• Stored items:
%%

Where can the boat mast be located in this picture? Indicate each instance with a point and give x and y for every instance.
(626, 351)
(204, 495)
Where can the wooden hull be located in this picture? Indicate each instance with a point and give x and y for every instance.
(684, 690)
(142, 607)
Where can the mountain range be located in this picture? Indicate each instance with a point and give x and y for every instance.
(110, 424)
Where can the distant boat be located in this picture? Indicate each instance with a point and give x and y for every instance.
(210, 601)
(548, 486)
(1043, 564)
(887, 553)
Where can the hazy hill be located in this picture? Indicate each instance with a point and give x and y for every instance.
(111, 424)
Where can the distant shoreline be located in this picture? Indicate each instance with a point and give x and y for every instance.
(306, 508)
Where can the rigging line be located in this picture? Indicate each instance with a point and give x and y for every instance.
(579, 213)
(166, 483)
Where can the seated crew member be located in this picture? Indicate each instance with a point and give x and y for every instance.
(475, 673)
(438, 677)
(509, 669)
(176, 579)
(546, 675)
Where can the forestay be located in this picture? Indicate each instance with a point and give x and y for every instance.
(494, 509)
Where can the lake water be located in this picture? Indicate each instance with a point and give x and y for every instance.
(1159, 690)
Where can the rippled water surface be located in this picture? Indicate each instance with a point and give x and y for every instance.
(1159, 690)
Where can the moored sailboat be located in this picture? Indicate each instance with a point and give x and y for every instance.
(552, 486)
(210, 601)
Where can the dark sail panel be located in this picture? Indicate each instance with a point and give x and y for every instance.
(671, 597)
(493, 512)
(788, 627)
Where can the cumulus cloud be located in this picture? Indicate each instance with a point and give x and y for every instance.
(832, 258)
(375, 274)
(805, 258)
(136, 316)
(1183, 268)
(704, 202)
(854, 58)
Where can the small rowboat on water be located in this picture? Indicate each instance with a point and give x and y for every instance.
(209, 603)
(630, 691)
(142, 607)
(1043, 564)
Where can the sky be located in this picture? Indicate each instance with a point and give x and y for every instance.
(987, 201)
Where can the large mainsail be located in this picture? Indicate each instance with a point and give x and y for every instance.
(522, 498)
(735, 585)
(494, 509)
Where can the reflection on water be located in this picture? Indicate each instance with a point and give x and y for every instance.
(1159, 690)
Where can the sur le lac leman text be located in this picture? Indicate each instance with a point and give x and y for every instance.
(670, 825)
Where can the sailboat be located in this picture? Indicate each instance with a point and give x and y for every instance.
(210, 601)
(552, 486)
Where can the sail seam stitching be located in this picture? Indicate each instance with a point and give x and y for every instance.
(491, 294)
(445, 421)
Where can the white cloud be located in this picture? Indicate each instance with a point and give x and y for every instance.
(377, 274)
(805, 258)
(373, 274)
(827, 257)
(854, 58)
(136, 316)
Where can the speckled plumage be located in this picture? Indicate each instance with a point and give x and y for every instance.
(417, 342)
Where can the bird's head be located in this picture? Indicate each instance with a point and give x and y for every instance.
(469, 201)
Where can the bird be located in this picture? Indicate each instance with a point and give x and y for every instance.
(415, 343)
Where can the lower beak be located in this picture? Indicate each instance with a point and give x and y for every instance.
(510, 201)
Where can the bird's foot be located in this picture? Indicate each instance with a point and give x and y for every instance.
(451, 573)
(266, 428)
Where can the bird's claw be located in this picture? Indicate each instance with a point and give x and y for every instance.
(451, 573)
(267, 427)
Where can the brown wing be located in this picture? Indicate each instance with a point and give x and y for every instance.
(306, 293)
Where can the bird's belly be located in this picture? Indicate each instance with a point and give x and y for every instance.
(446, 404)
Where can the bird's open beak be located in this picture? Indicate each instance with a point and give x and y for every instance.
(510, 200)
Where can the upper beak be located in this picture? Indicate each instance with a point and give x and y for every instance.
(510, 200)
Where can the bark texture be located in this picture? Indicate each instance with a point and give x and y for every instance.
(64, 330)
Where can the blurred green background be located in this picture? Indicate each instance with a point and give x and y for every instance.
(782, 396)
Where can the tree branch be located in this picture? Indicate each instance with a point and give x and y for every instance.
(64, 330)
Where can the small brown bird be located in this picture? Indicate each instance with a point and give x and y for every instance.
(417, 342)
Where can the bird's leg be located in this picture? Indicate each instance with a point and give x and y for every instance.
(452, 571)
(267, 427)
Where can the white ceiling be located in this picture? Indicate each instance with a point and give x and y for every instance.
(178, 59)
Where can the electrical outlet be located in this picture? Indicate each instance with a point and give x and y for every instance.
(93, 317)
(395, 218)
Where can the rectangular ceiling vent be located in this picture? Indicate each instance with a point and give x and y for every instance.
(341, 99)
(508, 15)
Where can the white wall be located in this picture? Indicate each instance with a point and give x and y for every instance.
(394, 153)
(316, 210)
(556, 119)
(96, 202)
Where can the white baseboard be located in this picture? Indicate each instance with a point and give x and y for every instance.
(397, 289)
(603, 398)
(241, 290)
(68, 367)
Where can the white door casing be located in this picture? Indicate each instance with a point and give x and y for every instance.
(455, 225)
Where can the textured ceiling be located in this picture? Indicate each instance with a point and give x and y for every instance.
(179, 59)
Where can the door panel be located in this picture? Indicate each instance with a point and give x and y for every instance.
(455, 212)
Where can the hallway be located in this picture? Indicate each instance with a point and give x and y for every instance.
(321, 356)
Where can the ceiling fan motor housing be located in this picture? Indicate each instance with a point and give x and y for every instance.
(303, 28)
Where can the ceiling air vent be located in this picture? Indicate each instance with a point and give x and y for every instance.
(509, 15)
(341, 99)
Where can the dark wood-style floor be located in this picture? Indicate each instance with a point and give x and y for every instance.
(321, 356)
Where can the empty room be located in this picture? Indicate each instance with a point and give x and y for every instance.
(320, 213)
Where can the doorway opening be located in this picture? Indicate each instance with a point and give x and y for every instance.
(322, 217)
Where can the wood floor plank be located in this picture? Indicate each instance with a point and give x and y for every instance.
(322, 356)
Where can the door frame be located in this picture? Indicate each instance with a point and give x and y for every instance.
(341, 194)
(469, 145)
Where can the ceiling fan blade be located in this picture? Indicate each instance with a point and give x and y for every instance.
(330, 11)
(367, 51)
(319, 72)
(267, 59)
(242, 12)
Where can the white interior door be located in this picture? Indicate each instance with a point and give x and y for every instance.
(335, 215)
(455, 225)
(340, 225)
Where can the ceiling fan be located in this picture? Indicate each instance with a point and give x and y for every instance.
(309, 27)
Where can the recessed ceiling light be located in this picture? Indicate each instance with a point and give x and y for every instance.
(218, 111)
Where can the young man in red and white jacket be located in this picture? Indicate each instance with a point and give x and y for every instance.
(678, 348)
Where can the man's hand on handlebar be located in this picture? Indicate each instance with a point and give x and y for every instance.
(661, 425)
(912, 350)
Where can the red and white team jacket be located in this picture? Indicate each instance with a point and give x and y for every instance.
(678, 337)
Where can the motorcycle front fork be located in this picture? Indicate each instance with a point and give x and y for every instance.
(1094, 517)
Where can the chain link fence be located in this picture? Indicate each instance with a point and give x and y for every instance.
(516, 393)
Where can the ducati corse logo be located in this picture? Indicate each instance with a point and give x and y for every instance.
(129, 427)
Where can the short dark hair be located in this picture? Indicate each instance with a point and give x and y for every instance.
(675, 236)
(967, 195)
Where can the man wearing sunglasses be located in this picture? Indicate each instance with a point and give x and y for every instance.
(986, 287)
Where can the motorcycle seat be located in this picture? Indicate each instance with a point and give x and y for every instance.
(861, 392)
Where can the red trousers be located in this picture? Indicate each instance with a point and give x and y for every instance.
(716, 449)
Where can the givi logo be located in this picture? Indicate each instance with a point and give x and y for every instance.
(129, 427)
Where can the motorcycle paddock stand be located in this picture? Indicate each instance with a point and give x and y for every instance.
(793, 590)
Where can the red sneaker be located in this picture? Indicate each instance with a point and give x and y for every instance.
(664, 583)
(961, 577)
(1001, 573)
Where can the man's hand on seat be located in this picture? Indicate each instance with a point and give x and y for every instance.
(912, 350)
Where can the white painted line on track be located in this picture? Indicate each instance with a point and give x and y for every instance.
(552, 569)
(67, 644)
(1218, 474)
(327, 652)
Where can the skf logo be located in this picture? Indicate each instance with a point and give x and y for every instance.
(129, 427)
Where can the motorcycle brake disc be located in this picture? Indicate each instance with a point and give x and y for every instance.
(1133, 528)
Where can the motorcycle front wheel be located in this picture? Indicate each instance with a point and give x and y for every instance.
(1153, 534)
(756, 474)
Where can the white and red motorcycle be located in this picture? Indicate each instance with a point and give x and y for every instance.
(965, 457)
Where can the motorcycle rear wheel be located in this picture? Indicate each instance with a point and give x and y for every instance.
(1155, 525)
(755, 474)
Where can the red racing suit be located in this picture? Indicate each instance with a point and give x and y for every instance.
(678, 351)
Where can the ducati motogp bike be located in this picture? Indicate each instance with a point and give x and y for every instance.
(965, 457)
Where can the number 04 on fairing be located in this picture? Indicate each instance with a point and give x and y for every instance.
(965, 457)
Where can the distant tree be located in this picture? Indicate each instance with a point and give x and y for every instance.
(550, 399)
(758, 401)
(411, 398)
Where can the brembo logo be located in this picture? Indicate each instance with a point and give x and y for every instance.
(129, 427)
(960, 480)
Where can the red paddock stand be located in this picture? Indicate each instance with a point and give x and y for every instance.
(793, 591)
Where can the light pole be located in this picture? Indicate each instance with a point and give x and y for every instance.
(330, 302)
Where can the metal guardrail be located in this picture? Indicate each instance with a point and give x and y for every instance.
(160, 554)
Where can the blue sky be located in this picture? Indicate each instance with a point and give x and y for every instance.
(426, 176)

%%

• WORK TO BE COMPLETED: Exactly repeat the lines from the line that contains "Where can the metal" to the end of the entries, both included, and leave out all other lines.

• RESPONSE AREA:
Where can the metal guardrail be located in this picture? Indicate each instance with a point and give x and y for every instance.
(160, 554)
Where can the blue sky be located in this picture? Indicate each instance with a point and give x and y for every instance.
(426, 176)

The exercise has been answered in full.